### [Aim]
Could you rewrite every row below, swapping "innermost point" for "central point" wherever it occurs and leaving everything else unchanged?

### [Data]
-.-.-
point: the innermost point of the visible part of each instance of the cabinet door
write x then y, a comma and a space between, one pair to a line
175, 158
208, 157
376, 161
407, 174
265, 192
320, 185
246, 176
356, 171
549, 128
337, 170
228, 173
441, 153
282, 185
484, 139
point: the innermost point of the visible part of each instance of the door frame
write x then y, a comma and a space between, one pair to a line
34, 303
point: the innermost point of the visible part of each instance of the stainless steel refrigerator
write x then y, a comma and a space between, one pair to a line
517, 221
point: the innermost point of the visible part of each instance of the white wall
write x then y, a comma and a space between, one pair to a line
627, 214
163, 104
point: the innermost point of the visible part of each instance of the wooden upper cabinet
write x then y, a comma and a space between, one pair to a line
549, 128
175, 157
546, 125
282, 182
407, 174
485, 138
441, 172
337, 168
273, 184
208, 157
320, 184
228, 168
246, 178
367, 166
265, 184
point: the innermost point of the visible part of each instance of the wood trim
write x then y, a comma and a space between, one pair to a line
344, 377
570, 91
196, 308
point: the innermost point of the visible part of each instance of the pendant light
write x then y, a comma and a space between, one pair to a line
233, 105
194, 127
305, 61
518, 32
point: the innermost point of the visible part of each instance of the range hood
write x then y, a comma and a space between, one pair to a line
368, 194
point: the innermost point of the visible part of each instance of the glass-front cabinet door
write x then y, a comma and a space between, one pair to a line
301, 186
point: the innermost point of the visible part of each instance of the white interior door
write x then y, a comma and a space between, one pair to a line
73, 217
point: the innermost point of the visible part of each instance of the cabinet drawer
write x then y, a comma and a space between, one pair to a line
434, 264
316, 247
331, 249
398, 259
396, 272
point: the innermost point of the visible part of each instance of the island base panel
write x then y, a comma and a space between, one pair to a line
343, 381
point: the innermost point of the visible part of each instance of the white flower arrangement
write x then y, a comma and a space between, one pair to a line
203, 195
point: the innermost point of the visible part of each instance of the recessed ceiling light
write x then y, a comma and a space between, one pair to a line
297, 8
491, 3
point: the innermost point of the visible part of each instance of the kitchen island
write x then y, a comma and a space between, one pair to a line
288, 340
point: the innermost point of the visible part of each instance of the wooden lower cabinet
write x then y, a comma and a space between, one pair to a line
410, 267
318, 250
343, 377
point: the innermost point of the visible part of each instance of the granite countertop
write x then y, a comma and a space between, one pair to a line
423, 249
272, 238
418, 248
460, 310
-.-.-
### [Result of the task]
point: the central point of the visible part of each instance of the cabinet door
write x then y, a comma and a space between, one pair to a line
175, 158
208, 157
376, 161
407, 174
265, 192
320, 185
246, 176
356, 171
549, 128
337, 170
228, 173
441, 153
282, 185
484, 139
point: the central point of the visible part of each instance of the door frame
write x then y, a comma and a space between, one pair to a line
34, 303
point: the central point of the visible part of each instance of the stainless steel refrigerator
write x then y, a comma and a space between, one pair to a line
517, 221
point: the central point of the visible part of each instance of the white wall
write x then y, a comma and a space between, one pair to a line
627, 214
163, 104
point: the central point of the visible part of each instance of the wooden upper cabinet
write x then y, a comma and a space between, one pair to a line
549, 128
175, 157
546, 125
282, 182
407, 174
485, 138
441, 172
337, 168
273, 184
208, 157
320, 184
228, 168
246, 178
367, 166
265, 184
point: the central point of the visible part of each instance of the wood trim
write x then y, a comma and a space between, one pair to a line
344, 377
570, 91
196, 308
point: the central point of the visible part of each instance of the pendant light
write x then y, a comma and a space between, one pair to a line
233, 105
194, 127
305, 61
518, 32
point: the central point of the visible part of each instance of the range hood
write x then y, a comma and a space between, one pair to a line
368, 194
point: the central point of the visible part of each instance of the glass-front cabinet door
write x then y, a comma and a space between, one pair to a line
301, 186
point: the central point of the visible part of each instance of the white interior door
write x then y, a comma and a space between, one pair to a line
73, 217
point: the central point of the visible part of each instance of the cabinet drawer
write x then y, a comma and a space between, one pair to a line
434, 264
316, 247
331, 249
398, 259
396, 272
point: the central point of the visible part of each instance of the island base panel
write x then y, a comma and a space between, one pair to a line
343, 381
point: the central point of the visible part of each instance of the white flower arrangement
write x then y, a comma and a space between, one pair to a line
203, 195
point: the central point of the visible part of each instance of the recessed ceiling light
write x then y, a comma and a space between, one pair to a line
297, 8
491, 3
point: the central point of the visible part of each instance of the kitchen island
write x then y, a comma and a space between, one pair to a line
288, 340
point: the central point of the visible part of each instance of the wooden lower cabinet
write x then y, a comma and a space between, one pair to a line
410, 267
318, 250
343, 377
point: the central point of the visible part of each instance of the granite countertop
write x then y, a comma and a space between, one pair to a line
423, 249
272, 238
418, 248
460, 310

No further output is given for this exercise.